Please rewrite the rows starting at the line containing "Where can the cartoon" and ending at the line containing "point(561, 179)", with "sweater" replaced by "jumper" and nothing else changed.

(Location labeling records)
####

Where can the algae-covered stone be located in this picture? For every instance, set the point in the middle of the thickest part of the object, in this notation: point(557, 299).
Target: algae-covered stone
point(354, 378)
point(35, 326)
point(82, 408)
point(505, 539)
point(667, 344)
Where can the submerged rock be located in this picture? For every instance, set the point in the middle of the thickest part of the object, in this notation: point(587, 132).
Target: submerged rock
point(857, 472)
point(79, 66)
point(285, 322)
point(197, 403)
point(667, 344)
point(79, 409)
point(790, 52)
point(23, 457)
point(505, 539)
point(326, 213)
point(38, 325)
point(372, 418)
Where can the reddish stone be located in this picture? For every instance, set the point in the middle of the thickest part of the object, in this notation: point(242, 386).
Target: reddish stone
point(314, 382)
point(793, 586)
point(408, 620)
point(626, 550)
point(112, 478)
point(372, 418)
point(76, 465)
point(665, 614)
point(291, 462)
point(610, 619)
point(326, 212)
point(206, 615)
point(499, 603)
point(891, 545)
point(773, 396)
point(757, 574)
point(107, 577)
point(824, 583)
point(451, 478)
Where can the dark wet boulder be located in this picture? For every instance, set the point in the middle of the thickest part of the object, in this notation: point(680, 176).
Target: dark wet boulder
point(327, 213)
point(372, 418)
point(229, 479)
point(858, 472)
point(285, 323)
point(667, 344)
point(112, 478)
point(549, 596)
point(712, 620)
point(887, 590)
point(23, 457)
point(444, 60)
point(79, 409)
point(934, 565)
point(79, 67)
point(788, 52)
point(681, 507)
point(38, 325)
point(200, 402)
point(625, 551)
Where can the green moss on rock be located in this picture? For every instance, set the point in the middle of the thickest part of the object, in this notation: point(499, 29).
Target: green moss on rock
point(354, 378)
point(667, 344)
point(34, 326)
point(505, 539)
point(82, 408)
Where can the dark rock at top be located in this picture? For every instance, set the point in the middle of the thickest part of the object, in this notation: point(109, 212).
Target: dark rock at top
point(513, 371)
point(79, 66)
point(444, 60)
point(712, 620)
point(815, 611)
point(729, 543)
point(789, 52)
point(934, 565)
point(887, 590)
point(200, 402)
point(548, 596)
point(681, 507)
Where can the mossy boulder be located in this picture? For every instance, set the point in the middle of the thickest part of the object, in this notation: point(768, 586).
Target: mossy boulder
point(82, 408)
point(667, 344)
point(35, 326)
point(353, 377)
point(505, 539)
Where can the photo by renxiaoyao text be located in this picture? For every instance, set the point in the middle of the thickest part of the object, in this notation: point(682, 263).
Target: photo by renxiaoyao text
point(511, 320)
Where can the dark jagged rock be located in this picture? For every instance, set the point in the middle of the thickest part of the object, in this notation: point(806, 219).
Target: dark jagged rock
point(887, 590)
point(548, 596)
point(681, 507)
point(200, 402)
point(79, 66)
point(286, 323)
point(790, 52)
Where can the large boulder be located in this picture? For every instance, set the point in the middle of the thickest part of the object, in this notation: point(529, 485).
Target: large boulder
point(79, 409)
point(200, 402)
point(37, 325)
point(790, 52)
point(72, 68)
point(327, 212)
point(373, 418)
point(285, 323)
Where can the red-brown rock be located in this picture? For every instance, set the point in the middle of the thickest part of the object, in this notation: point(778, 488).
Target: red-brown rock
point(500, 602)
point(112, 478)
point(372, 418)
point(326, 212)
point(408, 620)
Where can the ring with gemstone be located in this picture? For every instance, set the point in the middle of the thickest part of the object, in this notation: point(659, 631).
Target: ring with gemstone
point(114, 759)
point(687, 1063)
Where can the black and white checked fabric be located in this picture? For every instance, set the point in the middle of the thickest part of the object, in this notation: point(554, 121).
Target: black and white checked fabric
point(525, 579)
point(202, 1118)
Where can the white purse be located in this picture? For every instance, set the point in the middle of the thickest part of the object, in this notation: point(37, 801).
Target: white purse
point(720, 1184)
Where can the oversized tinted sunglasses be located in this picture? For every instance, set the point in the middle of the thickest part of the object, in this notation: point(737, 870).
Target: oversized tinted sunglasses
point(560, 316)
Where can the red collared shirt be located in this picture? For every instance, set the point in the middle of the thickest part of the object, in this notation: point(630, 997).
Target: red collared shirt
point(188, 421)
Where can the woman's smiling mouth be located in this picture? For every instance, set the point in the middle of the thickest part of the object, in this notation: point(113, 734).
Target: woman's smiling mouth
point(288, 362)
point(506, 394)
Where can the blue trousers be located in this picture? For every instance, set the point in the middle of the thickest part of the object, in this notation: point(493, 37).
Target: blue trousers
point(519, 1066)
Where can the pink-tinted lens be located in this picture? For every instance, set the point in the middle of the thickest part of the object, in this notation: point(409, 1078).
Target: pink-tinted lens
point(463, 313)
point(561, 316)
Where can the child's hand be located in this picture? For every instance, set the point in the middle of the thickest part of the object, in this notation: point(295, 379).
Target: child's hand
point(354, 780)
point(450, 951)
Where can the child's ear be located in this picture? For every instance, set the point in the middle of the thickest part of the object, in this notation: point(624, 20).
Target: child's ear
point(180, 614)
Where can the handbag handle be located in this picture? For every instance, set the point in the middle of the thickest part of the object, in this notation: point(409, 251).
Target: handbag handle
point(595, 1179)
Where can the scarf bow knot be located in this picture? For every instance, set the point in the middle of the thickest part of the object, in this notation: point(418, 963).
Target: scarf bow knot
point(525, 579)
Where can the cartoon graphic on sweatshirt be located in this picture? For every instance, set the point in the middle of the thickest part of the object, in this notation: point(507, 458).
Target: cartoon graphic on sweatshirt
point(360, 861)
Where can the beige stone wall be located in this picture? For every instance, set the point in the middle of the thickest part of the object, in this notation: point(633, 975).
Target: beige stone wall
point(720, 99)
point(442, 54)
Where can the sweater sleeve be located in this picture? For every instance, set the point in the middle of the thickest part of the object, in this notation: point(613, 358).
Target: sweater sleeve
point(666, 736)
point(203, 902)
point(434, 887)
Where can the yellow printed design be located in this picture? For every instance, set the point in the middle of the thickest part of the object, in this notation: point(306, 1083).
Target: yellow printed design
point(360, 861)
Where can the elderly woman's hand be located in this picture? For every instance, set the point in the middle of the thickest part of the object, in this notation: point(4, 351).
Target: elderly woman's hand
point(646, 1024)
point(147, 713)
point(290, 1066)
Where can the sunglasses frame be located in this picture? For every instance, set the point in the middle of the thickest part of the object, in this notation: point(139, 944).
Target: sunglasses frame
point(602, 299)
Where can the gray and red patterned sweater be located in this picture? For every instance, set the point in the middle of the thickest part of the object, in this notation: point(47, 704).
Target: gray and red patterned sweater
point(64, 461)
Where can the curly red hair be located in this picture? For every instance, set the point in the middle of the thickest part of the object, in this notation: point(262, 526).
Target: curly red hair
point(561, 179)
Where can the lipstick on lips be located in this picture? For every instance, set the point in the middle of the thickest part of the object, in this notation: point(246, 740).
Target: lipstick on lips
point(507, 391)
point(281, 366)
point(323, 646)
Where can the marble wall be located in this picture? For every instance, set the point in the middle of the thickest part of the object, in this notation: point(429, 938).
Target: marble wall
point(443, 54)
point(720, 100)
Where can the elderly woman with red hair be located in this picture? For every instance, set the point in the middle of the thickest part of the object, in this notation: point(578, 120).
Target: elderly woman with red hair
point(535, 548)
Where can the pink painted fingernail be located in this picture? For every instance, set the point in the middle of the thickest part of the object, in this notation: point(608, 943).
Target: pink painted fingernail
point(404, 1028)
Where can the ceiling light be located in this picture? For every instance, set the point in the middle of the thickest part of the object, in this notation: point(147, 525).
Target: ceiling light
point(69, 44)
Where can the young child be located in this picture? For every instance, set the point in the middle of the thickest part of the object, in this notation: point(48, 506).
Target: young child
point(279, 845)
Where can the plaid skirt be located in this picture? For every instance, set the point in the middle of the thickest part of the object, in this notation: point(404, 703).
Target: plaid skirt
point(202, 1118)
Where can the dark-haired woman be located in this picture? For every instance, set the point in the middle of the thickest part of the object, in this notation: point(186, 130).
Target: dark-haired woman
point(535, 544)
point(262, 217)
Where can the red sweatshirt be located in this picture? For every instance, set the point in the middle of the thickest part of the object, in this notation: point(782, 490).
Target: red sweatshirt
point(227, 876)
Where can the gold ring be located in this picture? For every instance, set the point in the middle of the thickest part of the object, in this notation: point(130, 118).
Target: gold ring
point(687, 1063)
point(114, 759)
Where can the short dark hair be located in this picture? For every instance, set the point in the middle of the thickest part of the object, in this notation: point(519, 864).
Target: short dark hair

####

ANSWER FOR THE TASK:
Where can the cartoon graphic on sweatshirt be located in this picture? For every instance, set the point in the middle of the thickest part of the object, in this notation: point(507, 458).
Target: cartoon graphic on sweatshirt
point(360, 861)
Where can the beige stone wall be located in this picture? For every instance, set the point in the middle of the thickest part of the object, in this notation: point(633, 975).
Target: beige stone wall
point(720, 99)
point(442, 54)
Where can the jumper sleeve be located in this picture? For every instance, set the point in the middle of the thickest part of the object, in this notation: point(613, 358).
Target: jumper sleeve
point(666, 736)
point(203, 902)
point(434, 887)
Where can the yellow printed design be located in this picture? For every instance, set the point in the middle of the thickest part of the object, in this notation: point(306, 1083).
Target: yellow printed design
point(360, 861)
Where can the elderly woman's hand be located in this picture? For every instance, set the point in the middle of the thickest part of the object, in this notation: point(4, 351).
Target: elderly woman's hand
point(646, 1024)
point(147, 713)
point(290, 1066)
Where can the sunglasses frame be located in this picture? For every instance, set the point in the middle of the thickest part of the object, in this notation: point(139, 944).
Target: sunglasses frame
point(602, 299)
Where can the gray and red patterned jumper be located in this picture? For every instance, set the point in the middle of the thickest part of the object, in this notation: point(47, 704).
Target: gray and red patterned jumper
point(64, 461)
Where can the curly red hair be located in this picture? For every instance, set the point in the middle of the thickest part of the object, in this notation: point(262, 526).
Target: curly red hair
point(561, 179)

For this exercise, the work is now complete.